== Job A ==
Please rescale part of the listing. Starting with the line with "Please outline the forest" and going on through the line with "0,234 -> 575,392", both ends included, reproduce every line, requests included. Multiply each bounding-box coordinate in the answers by 0.4 and round it to a whole number, rounding halves up.

532 F. App'x 652

James MILLER, Plaintiff-counter-defendant-Appellant, v. AMERICAN FAMILY MUTUAL INSURANCE COMPANY; et al., Defendants-counterclaimants-Appellees.

No. 11-17679.

United States Court of Appeals, Ninth Circuit.

Argued and Submitted June 10, 2013.

July 8, 2013. .

*653Theodore Parker, III, Esquire, Parker, Nelson & Associates, Las Vegas, NV, for Plaintiff-counter-defendant-Appellant.

Darren Brenner, Lindsay Demaree, Thomas G. Ryan, Esquire, Lewis and Roca LLP, James E. Murphy, Esquire, Laxalt & Nomura, Ltd., Las Vegas, NV, Bruce E. Samuels, Esquire, Lewis and Roca LLP, Phoenix, AZ, for Defendants-counter-claimants-Appellees.

Before: RIPPLE,* FERNANDEZ, and CALLAHAN, Circuit Judges.

MEMORANDUM **

James Miller appeals the district court’s judgment imposing sanctions in the form of attorneys’ fees for bad faith litigation conduct, specifically, nondisclosure to the court of a relevant bankruptcy action and subsequent discharge. We have jurisdiction under 28 U.S.C. § 1291, and we now affirm.

1.

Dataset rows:

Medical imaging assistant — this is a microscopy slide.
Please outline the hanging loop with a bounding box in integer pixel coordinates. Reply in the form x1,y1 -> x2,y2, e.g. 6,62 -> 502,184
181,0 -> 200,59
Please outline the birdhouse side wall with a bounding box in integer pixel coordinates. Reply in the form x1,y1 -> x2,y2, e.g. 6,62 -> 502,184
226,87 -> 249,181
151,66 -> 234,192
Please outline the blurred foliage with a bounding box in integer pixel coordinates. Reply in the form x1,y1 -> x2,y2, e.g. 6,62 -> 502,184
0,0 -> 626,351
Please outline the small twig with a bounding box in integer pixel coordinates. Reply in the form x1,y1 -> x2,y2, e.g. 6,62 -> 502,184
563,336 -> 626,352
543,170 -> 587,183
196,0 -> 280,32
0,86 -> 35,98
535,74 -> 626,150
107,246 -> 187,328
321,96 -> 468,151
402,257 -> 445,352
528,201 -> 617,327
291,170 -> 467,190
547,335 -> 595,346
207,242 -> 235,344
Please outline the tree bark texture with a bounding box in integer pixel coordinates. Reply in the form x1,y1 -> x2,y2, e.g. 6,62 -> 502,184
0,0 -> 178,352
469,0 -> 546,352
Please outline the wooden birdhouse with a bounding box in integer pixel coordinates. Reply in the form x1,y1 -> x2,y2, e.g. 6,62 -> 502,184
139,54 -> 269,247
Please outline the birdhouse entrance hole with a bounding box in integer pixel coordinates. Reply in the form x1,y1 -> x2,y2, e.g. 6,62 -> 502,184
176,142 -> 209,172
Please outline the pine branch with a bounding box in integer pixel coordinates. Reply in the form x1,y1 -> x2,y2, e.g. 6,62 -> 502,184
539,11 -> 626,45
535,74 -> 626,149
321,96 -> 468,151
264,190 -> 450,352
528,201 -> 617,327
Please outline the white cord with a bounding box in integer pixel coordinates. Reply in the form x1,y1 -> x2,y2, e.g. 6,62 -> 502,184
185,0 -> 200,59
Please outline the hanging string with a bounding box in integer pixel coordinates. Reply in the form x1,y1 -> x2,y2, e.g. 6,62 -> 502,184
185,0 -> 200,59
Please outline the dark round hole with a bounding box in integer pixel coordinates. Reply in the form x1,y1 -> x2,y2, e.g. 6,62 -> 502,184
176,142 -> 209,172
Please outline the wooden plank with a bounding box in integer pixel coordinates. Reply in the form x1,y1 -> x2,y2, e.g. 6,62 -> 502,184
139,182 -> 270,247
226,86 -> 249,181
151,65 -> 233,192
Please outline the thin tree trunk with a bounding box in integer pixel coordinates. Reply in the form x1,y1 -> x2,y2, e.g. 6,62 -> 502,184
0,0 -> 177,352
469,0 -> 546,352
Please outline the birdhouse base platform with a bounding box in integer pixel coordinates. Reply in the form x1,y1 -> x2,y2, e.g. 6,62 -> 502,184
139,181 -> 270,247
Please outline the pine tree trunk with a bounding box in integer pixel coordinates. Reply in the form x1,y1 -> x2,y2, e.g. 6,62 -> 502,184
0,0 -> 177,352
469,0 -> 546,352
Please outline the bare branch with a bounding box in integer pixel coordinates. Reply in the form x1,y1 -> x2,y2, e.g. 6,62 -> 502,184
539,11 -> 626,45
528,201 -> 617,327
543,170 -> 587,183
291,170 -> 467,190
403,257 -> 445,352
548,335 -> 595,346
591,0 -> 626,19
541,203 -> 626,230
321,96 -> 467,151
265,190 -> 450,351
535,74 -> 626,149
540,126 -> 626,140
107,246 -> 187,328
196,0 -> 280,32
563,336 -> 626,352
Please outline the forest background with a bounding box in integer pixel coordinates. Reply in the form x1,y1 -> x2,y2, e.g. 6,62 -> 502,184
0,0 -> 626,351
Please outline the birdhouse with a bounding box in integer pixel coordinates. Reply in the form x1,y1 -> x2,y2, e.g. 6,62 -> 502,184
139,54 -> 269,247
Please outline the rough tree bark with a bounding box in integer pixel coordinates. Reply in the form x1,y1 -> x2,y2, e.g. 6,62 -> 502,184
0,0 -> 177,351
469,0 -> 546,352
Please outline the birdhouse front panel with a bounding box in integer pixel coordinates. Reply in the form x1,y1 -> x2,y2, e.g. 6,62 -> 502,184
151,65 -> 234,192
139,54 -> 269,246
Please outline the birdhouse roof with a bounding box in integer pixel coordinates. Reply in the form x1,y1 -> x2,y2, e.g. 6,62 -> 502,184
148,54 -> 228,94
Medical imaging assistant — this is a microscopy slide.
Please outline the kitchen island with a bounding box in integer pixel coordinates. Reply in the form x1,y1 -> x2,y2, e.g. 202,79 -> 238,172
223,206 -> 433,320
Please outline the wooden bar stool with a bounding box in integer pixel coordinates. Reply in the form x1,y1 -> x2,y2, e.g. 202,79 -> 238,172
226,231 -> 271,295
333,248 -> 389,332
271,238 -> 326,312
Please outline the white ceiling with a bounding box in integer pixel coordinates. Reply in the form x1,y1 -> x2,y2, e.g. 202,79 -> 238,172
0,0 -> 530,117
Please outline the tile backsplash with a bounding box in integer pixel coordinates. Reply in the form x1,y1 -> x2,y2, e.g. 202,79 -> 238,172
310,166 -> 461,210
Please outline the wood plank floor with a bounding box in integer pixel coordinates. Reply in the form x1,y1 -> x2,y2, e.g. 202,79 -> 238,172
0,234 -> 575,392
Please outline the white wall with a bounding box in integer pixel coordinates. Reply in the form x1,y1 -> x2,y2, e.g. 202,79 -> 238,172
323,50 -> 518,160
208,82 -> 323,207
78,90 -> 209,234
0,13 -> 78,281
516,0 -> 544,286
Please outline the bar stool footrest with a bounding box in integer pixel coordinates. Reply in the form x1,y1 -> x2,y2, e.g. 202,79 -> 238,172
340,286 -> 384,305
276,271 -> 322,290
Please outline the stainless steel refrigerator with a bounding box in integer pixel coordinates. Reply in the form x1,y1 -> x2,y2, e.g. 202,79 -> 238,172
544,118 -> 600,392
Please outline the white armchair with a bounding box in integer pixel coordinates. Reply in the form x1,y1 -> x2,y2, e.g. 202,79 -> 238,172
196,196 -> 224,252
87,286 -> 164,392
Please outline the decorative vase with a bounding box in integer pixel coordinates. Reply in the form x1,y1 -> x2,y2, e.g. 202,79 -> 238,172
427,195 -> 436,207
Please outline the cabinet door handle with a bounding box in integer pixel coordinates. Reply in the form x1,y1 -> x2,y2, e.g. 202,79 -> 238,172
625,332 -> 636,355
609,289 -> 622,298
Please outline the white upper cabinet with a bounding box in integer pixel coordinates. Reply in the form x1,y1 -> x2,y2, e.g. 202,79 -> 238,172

== Job B ==
Echo back the court opinion excerpt in full, word for word.

== Problem solution A ==
Please outline the forest background with a bounding box in integer pixel coordinates. Reply in the form x1,y1 -> x2,y2, e.g. 6,62 -> 502,184
0,0 -> 250,140
Please outline the birdhouse with a bounding box in integer pixel coordinates. Reply in the form x1,y1 -> x2,y2, e.g. 6,62 -> 502,184
56,22 -> 108,99
Please outline the rough tree bark with a bounding box in integer pixel coordinates. Reply in the form x1,y1 -> x2,y2, e.g. 6,62 -> 502,184
0,0 -> 71,140
188,0 -> 218,141
Please outline the birdhouse front panel with a bounding box in integer pixel coordinates. Reply in the form x1,y1 -> x2,y2, e.g. 6,62 -> 502,184
60,26 -> 94,77
56,22 -> 108,98
Please outline the birdhouse roof with a bounding box in integer pixel coordinates. Reply in the form x1,y1 -> x2,y2, e.g. 6,62 -> 502,184
59,22 -> 91,38
Medical imaging assistant — this is a microscopy slide.
Please outline the kitchen island with a bounding box in integer pixel coordinates. Reply in the form x1,y1 -> x2,y2, e.g. 202,79 -> 238,172
89,82 -> 173,128
Please outline the wooden bar stool with a bounding box in integer pixel coordinates. Reply in the form x1,y1 -> x2,y2, e.g. 202,79 -> 238,172
90,92 -> 108,118
133,99 -> 156,133
108,95 -> 130,125
Please outline the white ceiling with a bounding box in integer pixel coordinates. Reply in the form x1,y1 -> x2,y2, e.g. 202,79 -> 238,172
0,0 -> 212,47
Please outline the tile backsplash with a bounding box in integer pixel coordinates. Reply in the form x1,y1 -> x2,y2, e.g. 202,79 -> 238,172
124,66 -> 184,84
Please outline the wood plank floor with a bounding box in integer pixel coordinates. Reply in the form x1,y1 -> x2,y2, e.g. 202,79 -> 238,172
0,94 -> 230,157

== Problem solution B ==
532 F. App'x 652

James MILLER, Plaintiff-counter-defendant-Appellant, v. AMERICAN FAMILY MUTUAL INSURANCE COMPANY; et al., Defendants-counterclaimants-Appellees.

No. 11-17679.

United States Court of Appeals, Ninth Circuit.

Argued and Submitted June 10, 2013.

July 8, 2013. .

*653Theodore Parker, III, Esquire, Parker, Nelson & Associates, Las Vegas, NV, for Plaintiff-counter-defendant-Appellant.

Darren Brenner, Lindsay Demaree, Thomas G. Ryan, Esquire, Lewis and Roca LLP, James E. Murphy, Esquire, Laxalt & Nomura, Ltd., Las Vegas, NV, Bruce E. Samuels, Esquire, Lewis and Roca LLP, Phoenix, AZ, for Defendants-counter-claimants-Appellees.

Before: RIPPLE,* FERNANDEZ, and CALLAHAN, Circuit Judges.

MEMORANDUM **

James Miller appeals the district court’s judgment imposing sanctions in the form of attorneys’ fees for bad faith litigation conduct, specifically, nondisclosure to the court of a relevant bankruptcy action and subsequent discharge. We have jurisdiction under 28 U.S.C. § 1291, and we now affirm.

1.